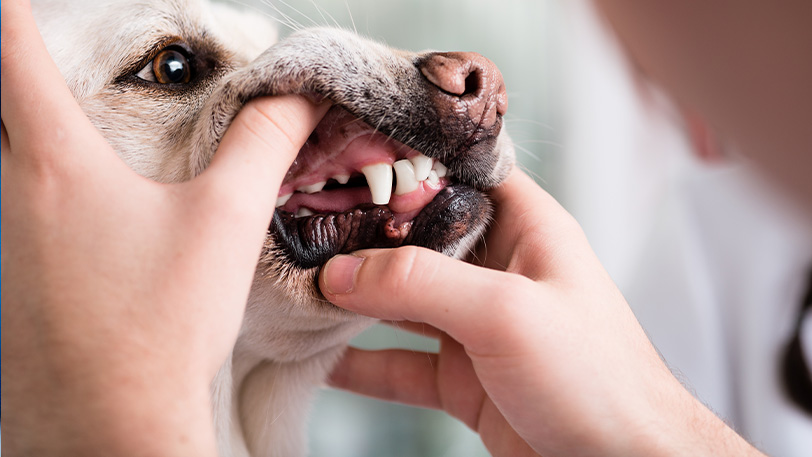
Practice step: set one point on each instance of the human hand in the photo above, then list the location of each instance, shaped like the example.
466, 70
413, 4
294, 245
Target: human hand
539, 352
121, 296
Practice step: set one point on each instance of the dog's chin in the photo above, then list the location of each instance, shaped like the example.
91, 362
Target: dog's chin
338, 215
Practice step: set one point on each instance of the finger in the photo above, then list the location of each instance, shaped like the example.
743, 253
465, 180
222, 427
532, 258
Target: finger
37, 104
258, 148
472, 304
394, 375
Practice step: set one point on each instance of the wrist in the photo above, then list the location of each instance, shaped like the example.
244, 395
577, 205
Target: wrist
687, 427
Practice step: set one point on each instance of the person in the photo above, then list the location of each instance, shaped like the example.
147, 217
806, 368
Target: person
540, 353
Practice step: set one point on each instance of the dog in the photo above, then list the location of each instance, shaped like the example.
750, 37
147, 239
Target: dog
162, 80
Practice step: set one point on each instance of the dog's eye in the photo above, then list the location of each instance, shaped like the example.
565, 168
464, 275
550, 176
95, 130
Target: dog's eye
170, 66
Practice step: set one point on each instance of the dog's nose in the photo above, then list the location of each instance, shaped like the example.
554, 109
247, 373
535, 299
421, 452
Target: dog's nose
470, 85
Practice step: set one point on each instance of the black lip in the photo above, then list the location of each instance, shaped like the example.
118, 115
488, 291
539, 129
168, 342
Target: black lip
309, 242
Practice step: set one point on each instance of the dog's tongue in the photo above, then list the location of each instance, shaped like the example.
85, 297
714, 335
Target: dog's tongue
343, 148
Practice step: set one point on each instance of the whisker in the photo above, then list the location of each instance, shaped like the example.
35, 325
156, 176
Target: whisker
318, 10
305, 16
351, 18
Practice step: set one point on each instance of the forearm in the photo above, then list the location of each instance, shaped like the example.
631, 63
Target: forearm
690, 428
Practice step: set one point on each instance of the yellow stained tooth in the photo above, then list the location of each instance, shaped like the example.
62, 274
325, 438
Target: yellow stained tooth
433, 179
422, 166
312, 188
440, 169
379, 178
404, 170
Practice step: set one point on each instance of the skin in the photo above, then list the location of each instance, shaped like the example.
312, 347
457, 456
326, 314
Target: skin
121, 296
540, 352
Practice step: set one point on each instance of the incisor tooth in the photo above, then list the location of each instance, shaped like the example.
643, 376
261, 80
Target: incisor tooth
379, 178
441, 169
406, 180
433, 179
312, 188
282, 200
422, 166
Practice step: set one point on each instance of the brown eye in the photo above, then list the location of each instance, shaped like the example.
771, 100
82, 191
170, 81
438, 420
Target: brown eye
171, 66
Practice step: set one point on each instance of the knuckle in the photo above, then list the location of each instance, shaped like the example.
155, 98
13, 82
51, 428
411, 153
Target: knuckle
269, 127
402, 269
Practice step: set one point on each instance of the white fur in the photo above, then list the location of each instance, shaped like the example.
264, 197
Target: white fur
290, 338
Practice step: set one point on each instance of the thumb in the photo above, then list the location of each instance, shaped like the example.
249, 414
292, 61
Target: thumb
420, 285
259, 147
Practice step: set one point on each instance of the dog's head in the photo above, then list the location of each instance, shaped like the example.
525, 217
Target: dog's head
404, 156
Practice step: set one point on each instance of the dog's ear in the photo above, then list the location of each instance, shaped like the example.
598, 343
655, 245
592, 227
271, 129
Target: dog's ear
242, 30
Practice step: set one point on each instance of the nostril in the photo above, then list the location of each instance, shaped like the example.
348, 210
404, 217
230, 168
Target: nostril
471, 83
474, 82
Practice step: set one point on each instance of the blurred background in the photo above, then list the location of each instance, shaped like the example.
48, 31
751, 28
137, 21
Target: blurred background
615, 151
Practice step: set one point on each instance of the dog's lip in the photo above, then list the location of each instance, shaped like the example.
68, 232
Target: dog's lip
355, 222
309, 242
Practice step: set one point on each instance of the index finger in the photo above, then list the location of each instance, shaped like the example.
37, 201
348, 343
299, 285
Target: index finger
37, 104
478, 307
531, 234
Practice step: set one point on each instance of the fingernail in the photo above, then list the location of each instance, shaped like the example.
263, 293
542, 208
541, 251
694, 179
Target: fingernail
339, 273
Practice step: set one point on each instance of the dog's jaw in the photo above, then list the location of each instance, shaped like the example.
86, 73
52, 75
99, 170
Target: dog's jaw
291, 337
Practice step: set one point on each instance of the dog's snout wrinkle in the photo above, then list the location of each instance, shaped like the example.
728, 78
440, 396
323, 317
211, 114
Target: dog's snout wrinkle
470, 85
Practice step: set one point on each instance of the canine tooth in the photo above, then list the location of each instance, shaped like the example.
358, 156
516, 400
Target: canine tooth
433, 178
441, 169
379, 178
282, 200
422, 166
312, 188
406, 180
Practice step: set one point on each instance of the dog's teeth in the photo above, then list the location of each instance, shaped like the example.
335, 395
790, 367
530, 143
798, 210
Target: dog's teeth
406, 180
440, 169
312, 188
433, 179
379, 178
304, 212
422, 166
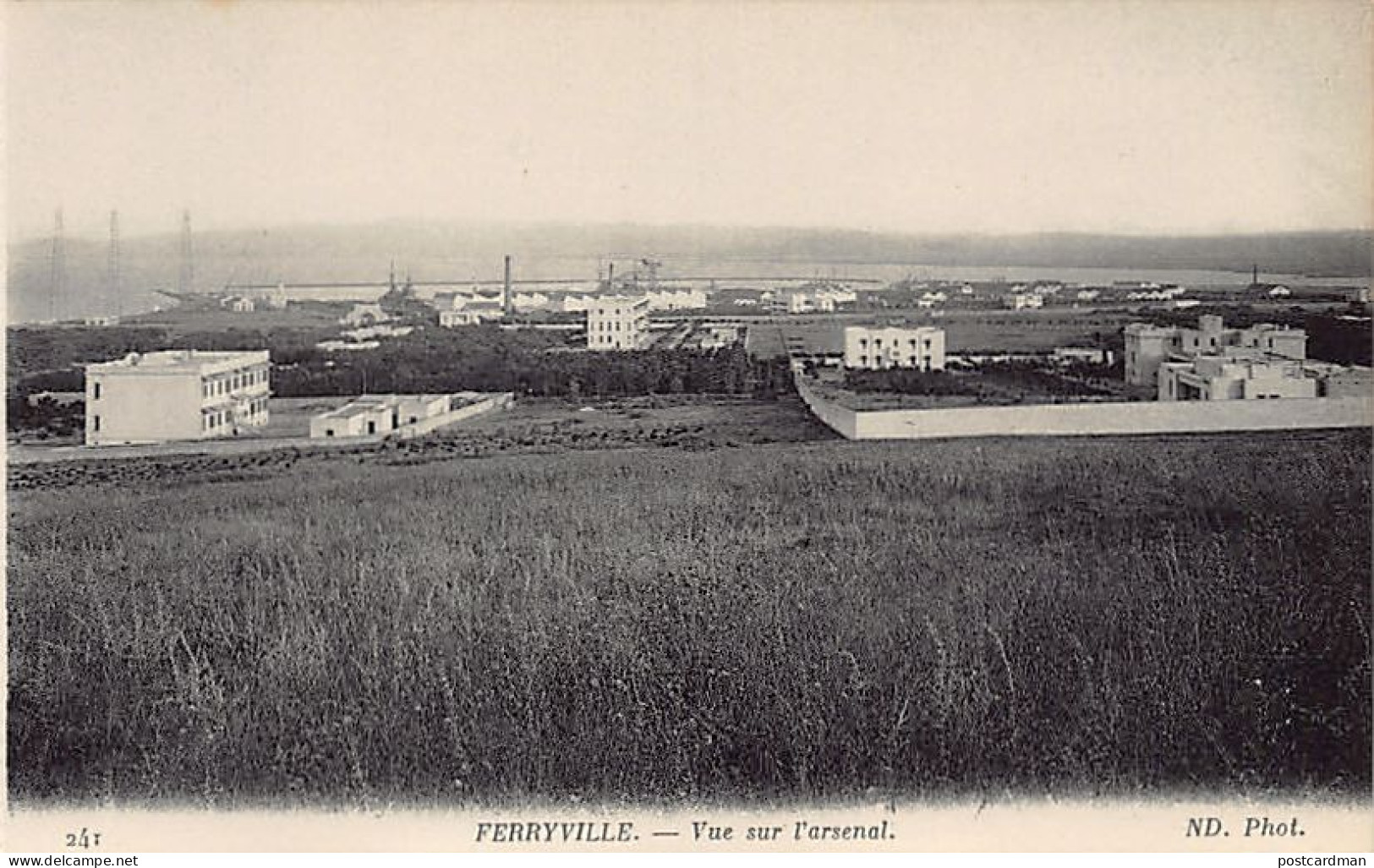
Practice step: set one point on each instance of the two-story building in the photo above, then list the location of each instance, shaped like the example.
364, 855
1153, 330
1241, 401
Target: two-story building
1147, 347
176, 395
617, 323
879, 347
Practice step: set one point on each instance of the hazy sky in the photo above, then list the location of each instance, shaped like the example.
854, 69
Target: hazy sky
1174, 116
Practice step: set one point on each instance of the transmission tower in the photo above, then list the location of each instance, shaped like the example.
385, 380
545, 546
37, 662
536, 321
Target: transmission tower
113, 264
187, 275
58, 267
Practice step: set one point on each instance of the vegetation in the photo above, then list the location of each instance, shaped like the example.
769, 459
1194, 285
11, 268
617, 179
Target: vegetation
1114, 615
479, 358
995, 382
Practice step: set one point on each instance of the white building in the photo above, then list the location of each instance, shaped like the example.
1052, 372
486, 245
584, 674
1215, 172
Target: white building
1234, 374
176, 395
366, 417
877, 347
617, 323
371, 415
1147, 347
472, 312
1021, 301
676, 300
369, 314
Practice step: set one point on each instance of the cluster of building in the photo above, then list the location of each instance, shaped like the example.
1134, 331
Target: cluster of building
617, 323
1215, 363
176, 395
382, 413
879, 347
268, 300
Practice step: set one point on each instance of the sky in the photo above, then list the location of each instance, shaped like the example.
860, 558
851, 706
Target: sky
1165, 117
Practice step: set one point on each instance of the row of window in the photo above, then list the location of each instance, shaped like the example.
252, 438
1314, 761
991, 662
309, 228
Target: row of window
911, 360
226, 385
219, 418
877, 342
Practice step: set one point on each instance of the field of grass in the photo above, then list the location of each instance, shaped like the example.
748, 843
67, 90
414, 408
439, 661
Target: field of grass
529, 426
1121, 615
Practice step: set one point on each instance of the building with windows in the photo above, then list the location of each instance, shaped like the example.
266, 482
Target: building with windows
617, 323
1235, 374
472, 312
1149, 347
877, 347
176, 395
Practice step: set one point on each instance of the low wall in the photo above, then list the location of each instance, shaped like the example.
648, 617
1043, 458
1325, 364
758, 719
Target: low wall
1081, 419
841, 419
424, 426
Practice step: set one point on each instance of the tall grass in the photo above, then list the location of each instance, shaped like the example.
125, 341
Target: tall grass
1121, 615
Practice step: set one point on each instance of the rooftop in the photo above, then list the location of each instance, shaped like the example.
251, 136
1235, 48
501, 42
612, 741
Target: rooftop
171, 360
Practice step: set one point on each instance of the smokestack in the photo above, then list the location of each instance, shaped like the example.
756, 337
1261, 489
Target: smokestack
506, 297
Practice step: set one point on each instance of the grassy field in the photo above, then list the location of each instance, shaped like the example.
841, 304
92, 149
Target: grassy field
1123, 615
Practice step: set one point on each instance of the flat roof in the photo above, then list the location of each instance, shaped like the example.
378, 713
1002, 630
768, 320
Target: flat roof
175, 360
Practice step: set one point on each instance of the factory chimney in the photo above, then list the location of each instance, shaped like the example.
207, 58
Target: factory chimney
506, 294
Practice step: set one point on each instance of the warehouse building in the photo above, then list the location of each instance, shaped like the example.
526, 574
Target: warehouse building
873, 347
617, 323
1149, 347
176, 395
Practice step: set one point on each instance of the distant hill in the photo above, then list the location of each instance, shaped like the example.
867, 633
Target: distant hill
461, 252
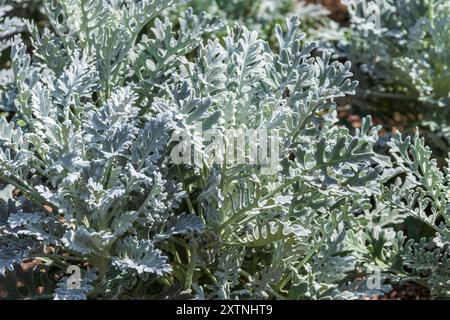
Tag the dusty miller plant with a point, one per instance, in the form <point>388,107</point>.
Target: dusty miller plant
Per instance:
<point>403,48</point>
<point>89,145</point>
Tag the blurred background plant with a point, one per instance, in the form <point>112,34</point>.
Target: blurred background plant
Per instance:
<point>401,55</point>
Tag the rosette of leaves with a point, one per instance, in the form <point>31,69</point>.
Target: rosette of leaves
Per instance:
<point>274,234</point>
<point>263,15</point>
<point>403,50</point>
<point>96,109</point>
<point>76,146</point>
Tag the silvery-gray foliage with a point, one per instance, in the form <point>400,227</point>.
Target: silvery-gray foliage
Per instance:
<point>263,15</point>
<point>421,190</point>
<point>89,144</point>
<point>403,45</point>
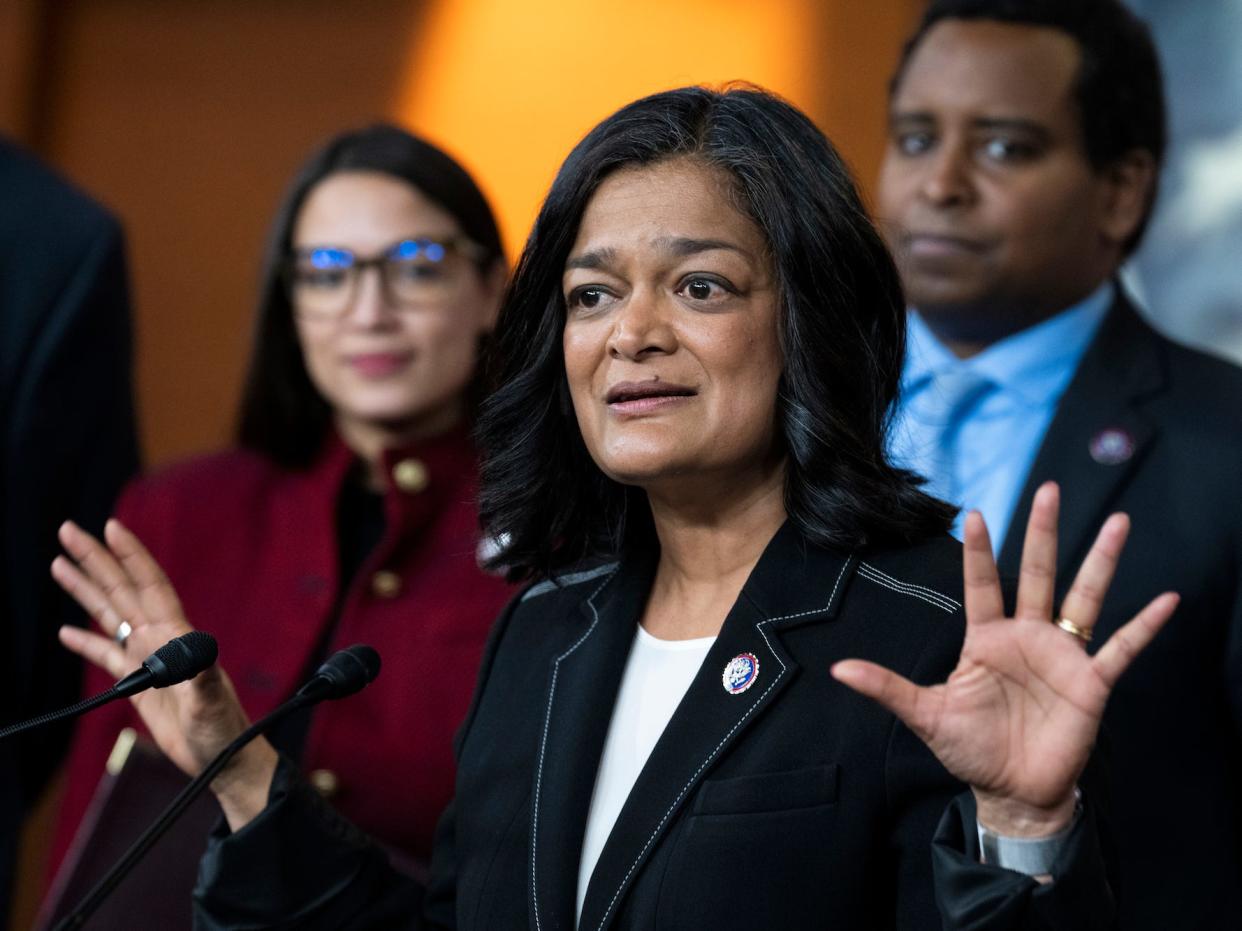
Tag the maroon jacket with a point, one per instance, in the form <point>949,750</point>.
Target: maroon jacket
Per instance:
<point>251,549</point>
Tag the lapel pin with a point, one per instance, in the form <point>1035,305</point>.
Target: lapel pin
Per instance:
<point>740,673</point>
<point>1112,446</point>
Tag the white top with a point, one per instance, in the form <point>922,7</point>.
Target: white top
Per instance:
<point>655,680</point>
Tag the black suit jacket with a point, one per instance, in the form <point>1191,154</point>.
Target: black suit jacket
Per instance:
<point>1173,731</point>
<point>793,805</point>
<point>66,442</point>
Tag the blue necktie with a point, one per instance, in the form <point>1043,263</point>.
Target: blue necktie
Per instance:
<point>954,396</point>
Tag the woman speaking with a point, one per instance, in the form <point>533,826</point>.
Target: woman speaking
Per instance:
<point>745,684</point>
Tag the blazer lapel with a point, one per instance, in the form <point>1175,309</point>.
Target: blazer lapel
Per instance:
<point>1096,440</point>
<point>785,587</point>
<point>583,685</point>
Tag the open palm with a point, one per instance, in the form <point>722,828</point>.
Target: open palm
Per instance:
<point>121,582</point>
<point>1017,718</point>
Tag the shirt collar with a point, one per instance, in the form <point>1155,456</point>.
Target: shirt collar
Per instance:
<point>1035,364</point>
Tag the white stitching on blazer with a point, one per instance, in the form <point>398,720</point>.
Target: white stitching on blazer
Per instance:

- ABOUT THIS TASK
Find the string "dusty" in the listing and copy every line in which it occurs.

- RESPONSE TO THE TASK
Tag the dusty miller plant with a point, one per instance, in the form <point>388,107</point>.
Target: dusty miller plant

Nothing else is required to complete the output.